[Stored items]
==*==
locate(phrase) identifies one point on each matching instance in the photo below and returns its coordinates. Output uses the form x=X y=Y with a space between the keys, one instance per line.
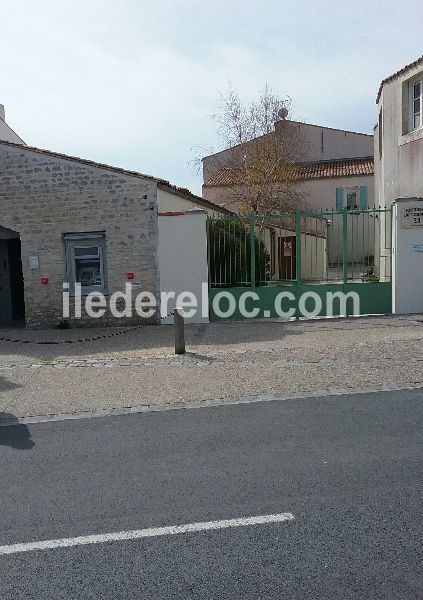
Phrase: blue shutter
x=339 y=198
x=363 y=197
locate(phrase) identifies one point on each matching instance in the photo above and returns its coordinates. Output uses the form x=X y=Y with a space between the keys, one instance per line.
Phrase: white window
x=86 y=261
x=416 y=104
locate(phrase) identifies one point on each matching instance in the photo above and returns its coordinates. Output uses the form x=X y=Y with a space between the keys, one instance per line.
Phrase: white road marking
x=142 y=533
==*==
Reproduce the data word for word, excluding its pictures.

_Output of the exercise_:
locate(phrase) identifies one point on each matching instance in the photo below and returns its coordinates. Output uses the form x=X y=Y with a space between the keys, one instance per line.
Phrase: blue shutter
x=339 y=198
x=363 y=197
locate(phrase) identifies one point on each matching instance in the photo above and returns its coordinates. Output uses the form x=X y=Y with a space between the keys, one instance per line.
Phrase: white window
x=86 y=261
x=416 y=104
locate(phrase) identifies one point on each matching instance in the photo above and returns its coordinates. Output uses the form x=X y=Y with a space between the keys, one instance per line.
Phrase: white road marking
x=142 y=533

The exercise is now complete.